(EXERCISE) Reproduce the entries below word for word, starting from their first line and continuing up to and including the line containing "column 474, row 279".

☆ ☆ ☆ ☆ ☆

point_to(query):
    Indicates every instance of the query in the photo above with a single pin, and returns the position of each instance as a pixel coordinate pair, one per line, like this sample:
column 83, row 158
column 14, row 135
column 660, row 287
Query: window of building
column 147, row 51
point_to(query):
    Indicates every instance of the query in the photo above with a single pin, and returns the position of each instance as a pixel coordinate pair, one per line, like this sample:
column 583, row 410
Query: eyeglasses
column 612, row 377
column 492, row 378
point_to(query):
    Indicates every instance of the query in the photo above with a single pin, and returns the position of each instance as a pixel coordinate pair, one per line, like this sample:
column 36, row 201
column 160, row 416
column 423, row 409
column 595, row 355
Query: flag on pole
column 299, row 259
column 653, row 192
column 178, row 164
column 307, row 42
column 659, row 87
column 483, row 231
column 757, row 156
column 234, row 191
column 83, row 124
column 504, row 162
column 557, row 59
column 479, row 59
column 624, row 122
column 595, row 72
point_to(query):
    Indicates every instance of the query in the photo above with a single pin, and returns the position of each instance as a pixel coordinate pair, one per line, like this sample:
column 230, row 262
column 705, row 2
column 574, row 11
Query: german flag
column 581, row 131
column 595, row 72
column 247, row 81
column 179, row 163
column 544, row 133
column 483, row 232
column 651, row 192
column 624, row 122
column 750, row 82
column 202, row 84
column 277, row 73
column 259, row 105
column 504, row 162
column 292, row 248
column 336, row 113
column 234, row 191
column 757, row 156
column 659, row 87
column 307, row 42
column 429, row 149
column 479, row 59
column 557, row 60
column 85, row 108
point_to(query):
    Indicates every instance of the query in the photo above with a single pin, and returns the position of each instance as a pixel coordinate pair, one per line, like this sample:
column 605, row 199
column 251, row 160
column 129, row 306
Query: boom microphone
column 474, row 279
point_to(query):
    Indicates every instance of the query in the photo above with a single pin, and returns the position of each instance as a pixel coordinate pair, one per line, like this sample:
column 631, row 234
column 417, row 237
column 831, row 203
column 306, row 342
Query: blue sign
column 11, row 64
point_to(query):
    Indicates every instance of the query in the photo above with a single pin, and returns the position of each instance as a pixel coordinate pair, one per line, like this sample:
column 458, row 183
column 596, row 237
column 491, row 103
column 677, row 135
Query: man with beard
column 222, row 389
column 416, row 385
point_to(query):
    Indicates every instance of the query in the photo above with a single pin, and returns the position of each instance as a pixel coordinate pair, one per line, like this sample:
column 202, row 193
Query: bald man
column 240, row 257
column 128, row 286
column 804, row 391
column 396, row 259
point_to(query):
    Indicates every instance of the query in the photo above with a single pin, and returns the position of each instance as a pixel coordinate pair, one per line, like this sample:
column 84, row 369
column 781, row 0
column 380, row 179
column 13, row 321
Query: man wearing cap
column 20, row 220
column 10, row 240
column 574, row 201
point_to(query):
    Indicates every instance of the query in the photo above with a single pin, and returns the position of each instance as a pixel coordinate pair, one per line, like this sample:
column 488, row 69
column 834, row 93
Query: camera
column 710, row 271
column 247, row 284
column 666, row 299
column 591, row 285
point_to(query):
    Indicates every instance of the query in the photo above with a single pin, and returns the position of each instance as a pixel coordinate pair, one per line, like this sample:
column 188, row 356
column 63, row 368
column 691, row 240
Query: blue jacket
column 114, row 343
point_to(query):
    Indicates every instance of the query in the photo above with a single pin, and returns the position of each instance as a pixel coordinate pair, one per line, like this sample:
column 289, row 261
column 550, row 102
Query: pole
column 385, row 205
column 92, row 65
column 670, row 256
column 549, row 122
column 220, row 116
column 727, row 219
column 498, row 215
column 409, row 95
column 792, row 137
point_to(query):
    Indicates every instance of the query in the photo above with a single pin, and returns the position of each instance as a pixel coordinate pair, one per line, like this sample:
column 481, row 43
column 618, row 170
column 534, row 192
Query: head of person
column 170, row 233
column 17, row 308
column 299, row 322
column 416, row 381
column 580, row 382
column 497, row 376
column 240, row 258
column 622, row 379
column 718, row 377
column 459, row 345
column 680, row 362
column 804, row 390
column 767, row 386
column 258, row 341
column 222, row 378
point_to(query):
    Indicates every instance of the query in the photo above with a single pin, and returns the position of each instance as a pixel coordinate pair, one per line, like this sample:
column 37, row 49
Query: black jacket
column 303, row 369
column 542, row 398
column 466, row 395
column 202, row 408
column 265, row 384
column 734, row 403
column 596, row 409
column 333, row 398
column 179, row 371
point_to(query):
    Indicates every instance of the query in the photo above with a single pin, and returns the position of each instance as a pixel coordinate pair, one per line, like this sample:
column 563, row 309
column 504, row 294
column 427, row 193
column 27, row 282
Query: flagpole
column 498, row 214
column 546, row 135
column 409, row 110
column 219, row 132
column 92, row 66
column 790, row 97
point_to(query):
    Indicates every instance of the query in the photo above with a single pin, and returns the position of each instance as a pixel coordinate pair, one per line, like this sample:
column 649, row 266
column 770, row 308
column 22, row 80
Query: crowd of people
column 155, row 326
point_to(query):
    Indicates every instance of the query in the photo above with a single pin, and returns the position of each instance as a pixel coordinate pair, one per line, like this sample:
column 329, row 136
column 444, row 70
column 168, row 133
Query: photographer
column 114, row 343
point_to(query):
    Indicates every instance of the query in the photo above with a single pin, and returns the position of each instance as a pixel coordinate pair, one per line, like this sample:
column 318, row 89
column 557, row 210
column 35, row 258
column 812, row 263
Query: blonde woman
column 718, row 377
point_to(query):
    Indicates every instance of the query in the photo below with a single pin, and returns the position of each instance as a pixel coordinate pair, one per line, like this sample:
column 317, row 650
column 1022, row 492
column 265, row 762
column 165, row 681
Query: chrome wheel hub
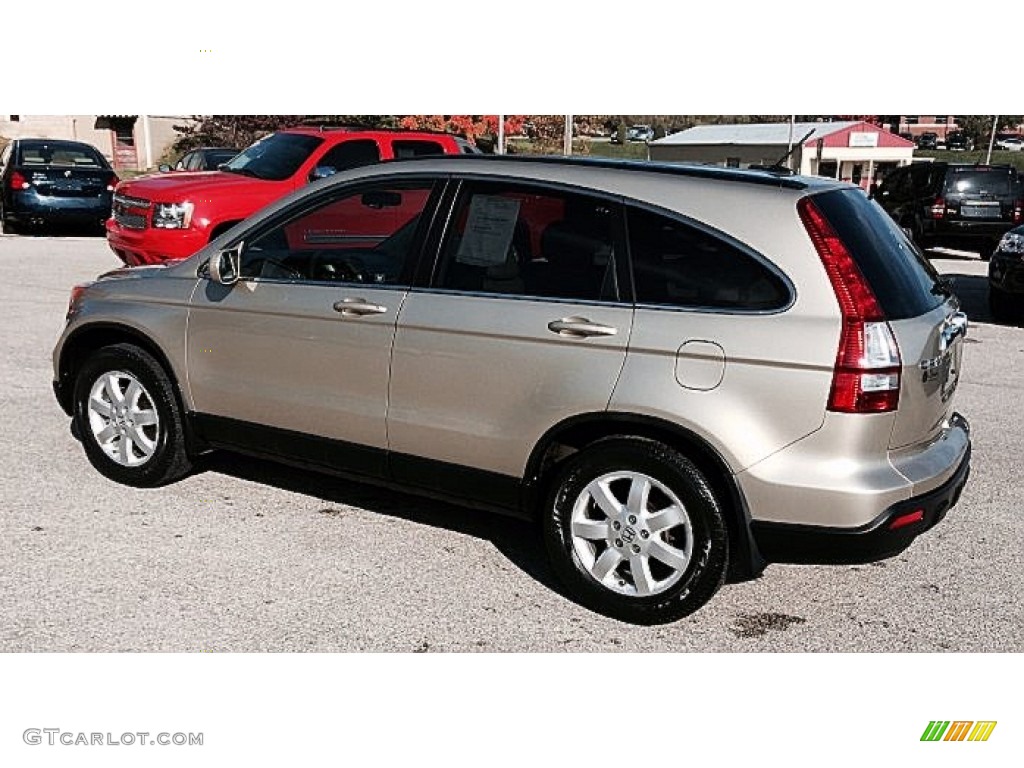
column 123, row 419
column 632, row 534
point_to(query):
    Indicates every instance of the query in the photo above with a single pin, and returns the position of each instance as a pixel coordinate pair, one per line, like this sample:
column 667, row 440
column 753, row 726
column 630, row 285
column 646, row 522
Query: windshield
column 216, row 157
column 274, row 158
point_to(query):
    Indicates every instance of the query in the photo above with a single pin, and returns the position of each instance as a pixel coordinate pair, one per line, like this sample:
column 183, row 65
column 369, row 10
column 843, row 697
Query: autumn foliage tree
column 472, row 127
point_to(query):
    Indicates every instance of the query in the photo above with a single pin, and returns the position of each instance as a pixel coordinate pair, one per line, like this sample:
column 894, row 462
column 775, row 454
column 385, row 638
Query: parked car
column 203, row 159
column 170, row 216
column 46, row 182
column 1006, row 278
column 1010, row 142
column 682, row 371
column 950, row 205
column 640, row 133
column 958, row 141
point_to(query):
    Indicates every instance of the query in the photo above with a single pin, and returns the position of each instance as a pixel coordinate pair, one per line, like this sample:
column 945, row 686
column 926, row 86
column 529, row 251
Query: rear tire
column 128, row 418
column 634, row 531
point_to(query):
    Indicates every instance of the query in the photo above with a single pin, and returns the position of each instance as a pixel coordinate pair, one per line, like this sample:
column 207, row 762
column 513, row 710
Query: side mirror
column 322, row 171
column 224, row 265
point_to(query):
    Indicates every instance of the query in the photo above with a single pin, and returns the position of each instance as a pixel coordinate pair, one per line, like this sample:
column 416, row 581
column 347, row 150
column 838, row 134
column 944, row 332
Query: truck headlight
column 172, row 215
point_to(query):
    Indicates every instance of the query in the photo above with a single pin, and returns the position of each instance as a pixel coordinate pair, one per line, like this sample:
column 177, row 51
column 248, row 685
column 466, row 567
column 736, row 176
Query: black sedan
column 1006, row 278
column 47, row 181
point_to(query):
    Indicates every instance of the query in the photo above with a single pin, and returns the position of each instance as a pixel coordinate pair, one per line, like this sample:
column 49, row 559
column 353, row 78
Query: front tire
column 634, row 530
column 128, row 418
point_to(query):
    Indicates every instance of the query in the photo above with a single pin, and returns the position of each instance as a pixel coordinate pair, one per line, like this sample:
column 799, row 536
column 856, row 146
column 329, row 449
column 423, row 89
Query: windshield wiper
column 943, row 287
column 242, row 171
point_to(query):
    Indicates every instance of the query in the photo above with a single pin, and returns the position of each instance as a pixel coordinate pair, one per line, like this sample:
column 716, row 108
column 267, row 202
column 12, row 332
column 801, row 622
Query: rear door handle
column 580, row 328
column 357, row 307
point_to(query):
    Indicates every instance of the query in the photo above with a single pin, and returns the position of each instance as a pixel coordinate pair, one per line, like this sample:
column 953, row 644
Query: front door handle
column 580, row 328
column 357, row 307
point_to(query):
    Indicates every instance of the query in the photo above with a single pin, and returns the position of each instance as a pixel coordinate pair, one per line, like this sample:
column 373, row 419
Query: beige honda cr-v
column 683, row 373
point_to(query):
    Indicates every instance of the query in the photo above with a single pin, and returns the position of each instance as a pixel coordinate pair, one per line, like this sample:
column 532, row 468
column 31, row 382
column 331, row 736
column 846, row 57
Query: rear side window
column 352, row 154
column 980, row 181
column 679, row 264
column 903, row 281
column 404, row 150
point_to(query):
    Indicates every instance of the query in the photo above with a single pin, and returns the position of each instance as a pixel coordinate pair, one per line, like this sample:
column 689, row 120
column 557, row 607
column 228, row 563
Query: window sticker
column 488, row 230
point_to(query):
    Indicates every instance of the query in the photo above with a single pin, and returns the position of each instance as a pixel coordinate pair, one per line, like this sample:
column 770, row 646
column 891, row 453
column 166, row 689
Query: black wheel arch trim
column 112, row 333
column 747, row 561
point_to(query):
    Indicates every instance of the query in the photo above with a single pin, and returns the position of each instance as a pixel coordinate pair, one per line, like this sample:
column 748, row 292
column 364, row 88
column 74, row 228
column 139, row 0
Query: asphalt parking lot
column 247, row 556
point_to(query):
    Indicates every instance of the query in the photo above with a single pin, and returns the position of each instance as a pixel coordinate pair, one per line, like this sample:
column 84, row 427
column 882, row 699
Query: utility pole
column 991, row 139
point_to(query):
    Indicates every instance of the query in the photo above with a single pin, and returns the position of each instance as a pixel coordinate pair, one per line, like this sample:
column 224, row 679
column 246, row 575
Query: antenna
column 778, row 163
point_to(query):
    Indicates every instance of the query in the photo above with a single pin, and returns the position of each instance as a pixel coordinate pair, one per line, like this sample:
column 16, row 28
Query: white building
column 850, row 151
column 134, row 141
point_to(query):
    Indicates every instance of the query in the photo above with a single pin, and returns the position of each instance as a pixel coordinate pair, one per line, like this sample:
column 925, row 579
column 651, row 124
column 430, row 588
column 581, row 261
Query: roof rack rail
column 768, row 178
column 332, row 126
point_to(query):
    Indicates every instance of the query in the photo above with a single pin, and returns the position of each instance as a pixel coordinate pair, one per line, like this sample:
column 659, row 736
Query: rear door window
column 677, row 263
column 526, row 241
column 903, row 281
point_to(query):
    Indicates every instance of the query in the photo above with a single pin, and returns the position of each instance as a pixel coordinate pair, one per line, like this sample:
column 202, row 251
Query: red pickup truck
column 170, row 216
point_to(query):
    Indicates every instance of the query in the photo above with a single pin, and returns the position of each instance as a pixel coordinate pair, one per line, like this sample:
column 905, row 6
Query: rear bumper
column 966, row 229
column 888, row 535
column 150, row 246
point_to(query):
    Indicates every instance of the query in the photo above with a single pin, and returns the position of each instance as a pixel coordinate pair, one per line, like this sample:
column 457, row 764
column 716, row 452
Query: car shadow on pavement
column 972, row 290
column 519, row 541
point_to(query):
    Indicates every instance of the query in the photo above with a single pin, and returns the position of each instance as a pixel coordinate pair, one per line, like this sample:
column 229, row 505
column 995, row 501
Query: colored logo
column 958, row 730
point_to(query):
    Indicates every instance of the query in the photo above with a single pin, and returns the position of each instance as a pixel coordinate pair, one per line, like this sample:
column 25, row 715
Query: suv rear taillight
column 867, row 364
column 17, row 181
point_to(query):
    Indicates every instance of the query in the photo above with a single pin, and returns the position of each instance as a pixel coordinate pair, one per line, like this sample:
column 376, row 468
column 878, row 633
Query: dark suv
column 942, row 204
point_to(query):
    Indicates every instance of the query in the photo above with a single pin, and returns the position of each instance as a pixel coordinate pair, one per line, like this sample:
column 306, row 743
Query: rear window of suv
column 70, row 156
column 980, row 181
column 903, row 281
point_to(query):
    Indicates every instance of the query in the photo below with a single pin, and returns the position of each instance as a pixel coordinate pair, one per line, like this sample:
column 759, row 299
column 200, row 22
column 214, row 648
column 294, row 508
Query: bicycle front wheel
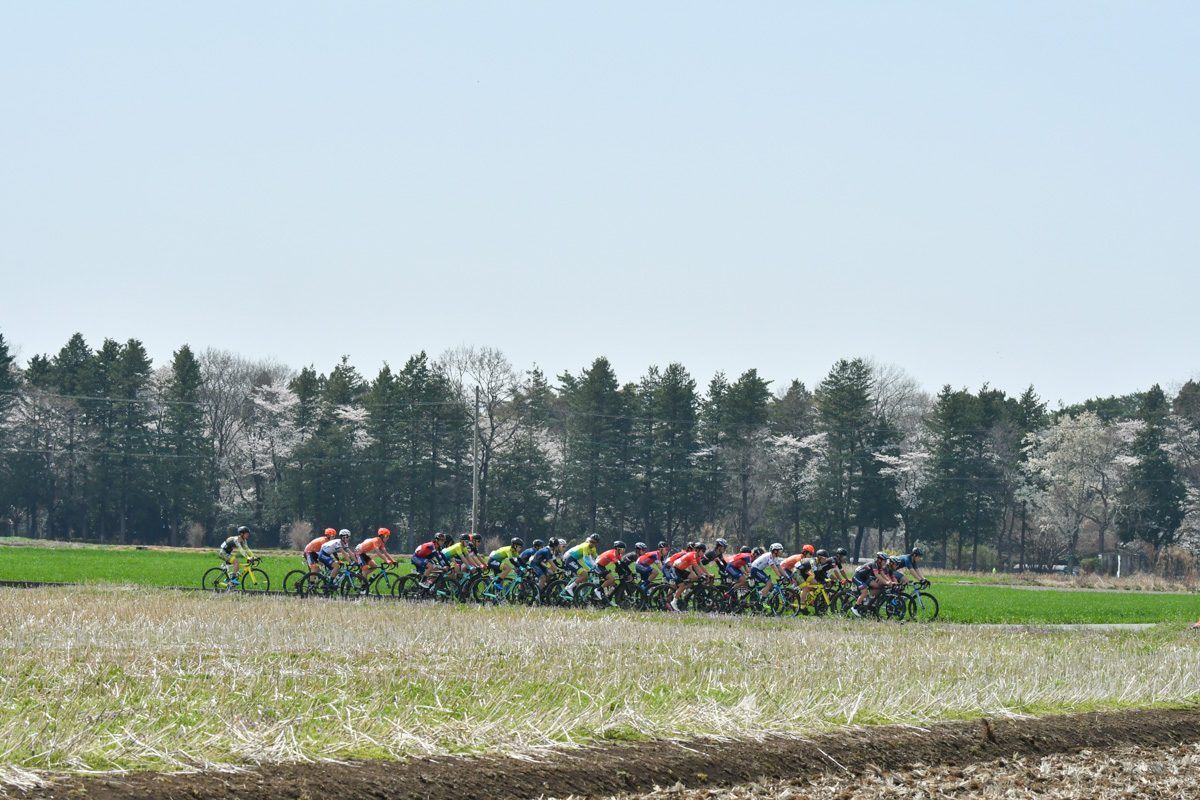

☆ ☆ ☆ ☆ ☆

(CORRECT OUTPUT)
point_to(query):
    Indicates every instance of the query in the photo above with a single pin, and returns the position of each instance as a pixel coordinate pair, one per line, like this sample:
column 83, row 158
column 14, row 135
column 660, row 287
Query: window of building
column 147, row 51
point_to(query):
    Indicates every instance of the query in the photo above with a single pin, and returns the position of each instance as a pixel coordinate pair, one per line, like this sample:
column 583, row 410
Query: eyeglasses
column 612, row 377
column 492, row 378
point_to(query):
    Indicates every instance of the query in the photo above with a single pin, and returns the position of each instance as a pixel coordinate pair, one per line, like this sample:
column 36, row 201
column 160, row 416
column 423, row 409
column 595, row 355
Query: flag on pole
column 299, row 259
column 653, row 192
column 178, row 164
column 307, row 42
column 659, row 87
column 483, row 231
column 757, row 156
column 234, row 191
column 83, row 124
column 504, row 162
column 557, row 59
column 479, row 59
column 624, row 122
column 595, row 72
point_to(query):
    Indicates every instance of the query in the photo above with a single pin, and returns the position of each instance as a pixel coordinate pair, one per line, like this sample:
column 230, row 262
column 705, row 2
column 574, row 11
Query: german flag
column 581, row 131
column 595, row 72
column 247, row 81
column 179, row 163
column 544, row 133
column 483, row 232
column 651, row 192
column 624, row 122
column 750, row 82
column 202, row 84
column 277, row 73
column 259, row 105
column 504, row 162
column 292, row 248
column 336, row 113
column 234, row 191
column 757, row 156
column 659, row 87
column 307, row 42
column 429, row 149
column 479, row 59
column 557, row 60
column 85, row 108
point_to(query):
    Indicates every instance of the query in the photo above with a single pin, and returns the position of each instance as a pixel coordinate pair, one per line, like this sample:
column 605, row 199
column 251, row 160
column 129, row 306
Query: boom microphone
column 474, row 279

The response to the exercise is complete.